You're welcome. I enjoyed it too, and as you know I'm a Chevy guy.

With factory area and radio delete, with the rare, most powerful engine you could order on a base '57 Ford, well it all makes me wonder.

Was this car originally ordered or built for a more southern state, then a northern state. Also why would you want a stripper model, just with the supercharged engine and air conditioning of all things. And as the article said this car never had any letters on it. By that I assume letters would only be put on a car used for competition, back then usually stock car racing or drag racing.

According to the article, if I recall correctly, a Ford dealer ordered the car for his 19 year old son, then had second thoughts about safety for his son, when he realized how fast this car would be.

Being that he was a Ford dealer, I would think that FoMoCo could of contacted some of their dealers (perhaps this guy) about a car like this, that wasn't always easy to move. Air conditioning back in the '50's was very uncommon.

Now, I'm not saying that perhaps this car was originally factory ordered by a southern Moonshiner who both liked his 'old comfort', but liked to run it and keep himself comfortable with the AC.

§ **WHAT YOU WILL DO**
In the passage about the '57 Ford, for whom did the Ford dealer order the car, according to the article it cites?

§ **DATA SHOWN**
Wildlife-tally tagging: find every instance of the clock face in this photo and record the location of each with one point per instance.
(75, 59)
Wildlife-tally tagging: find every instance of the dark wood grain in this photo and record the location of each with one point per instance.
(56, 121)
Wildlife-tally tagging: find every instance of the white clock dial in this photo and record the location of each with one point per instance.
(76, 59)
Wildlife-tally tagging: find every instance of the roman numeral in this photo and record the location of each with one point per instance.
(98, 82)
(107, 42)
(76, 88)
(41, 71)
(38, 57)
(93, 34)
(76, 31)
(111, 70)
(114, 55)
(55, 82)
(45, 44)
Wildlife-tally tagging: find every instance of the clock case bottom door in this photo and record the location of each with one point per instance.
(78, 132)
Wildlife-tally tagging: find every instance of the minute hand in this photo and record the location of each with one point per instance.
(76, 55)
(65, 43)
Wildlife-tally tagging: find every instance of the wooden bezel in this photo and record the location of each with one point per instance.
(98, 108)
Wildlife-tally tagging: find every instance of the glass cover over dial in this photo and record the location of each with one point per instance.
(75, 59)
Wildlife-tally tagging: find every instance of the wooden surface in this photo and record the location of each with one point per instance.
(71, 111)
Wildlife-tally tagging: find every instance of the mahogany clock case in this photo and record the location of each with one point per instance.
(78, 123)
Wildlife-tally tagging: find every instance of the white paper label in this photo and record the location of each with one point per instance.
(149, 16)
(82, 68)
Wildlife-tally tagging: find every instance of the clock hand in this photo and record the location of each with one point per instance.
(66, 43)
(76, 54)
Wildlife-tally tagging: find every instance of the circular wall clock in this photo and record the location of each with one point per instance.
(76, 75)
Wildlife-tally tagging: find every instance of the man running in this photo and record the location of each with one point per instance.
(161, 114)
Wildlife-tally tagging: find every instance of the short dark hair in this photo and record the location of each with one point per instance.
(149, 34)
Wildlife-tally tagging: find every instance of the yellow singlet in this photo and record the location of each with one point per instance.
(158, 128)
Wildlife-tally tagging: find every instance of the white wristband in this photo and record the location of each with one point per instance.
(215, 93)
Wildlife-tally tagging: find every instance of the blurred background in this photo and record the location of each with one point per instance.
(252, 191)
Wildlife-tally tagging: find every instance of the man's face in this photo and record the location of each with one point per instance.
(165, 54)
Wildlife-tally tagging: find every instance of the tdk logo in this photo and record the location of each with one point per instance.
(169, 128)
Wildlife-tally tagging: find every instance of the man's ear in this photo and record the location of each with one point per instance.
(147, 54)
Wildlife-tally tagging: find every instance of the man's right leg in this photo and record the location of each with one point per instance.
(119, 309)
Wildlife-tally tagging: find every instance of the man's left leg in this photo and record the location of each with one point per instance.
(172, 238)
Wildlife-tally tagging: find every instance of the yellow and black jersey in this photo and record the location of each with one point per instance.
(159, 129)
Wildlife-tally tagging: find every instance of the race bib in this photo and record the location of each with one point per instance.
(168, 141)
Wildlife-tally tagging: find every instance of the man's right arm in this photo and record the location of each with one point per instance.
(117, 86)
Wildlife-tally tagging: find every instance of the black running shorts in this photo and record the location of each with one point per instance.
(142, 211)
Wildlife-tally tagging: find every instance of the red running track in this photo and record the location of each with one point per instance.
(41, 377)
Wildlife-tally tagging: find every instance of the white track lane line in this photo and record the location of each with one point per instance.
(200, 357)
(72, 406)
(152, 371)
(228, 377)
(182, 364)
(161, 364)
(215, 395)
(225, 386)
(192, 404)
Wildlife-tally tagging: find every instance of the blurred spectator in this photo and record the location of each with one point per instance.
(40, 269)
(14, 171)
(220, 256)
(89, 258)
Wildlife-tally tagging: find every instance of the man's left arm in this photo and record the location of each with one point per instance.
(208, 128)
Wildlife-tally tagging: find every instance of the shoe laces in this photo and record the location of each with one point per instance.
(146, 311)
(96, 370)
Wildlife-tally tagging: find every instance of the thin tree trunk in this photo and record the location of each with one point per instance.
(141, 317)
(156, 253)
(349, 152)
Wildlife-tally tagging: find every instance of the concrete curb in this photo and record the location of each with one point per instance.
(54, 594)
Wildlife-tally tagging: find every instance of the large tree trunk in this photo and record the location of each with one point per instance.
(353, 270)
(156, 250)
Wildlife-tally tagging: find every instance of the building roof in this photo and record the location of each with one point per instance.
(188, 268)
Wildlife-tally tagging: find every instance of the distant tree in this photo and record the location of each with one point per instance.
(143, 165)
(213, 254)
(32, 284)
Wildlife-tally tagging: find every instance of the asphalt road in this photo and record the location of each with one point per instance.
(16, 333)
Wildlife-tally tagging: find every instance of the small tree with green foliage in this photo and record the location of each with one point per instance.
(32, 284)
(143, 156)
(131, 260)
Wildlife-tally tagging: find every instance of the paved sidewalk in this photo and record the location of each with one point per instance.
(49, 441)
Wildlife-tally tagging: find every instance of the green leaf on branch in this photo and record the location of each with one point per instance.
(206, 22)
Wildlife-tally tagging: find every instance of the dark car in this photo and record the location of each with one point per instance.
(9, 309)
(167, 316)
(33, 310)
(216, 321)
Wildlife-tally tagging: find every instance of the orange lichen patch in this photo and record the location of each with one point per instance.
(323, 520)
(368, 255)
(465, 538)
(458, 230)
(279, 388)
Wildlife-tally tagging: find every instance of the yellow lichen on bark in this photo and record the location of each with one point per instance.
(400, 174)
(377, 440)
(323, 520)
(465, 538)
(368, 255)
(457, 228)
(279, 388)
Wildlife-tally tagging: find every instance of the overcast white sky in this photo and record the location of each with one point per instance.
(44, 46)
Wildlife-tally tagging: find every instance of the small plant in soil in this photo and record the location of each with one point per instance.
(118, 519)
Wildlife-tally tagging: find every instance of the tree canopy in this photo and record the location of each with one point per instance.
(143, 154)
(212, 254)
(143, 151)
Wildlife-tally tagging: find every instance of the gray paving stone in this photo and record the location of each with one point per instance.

§ **PROBLEM SOLUTION**
For his 19-year-old son.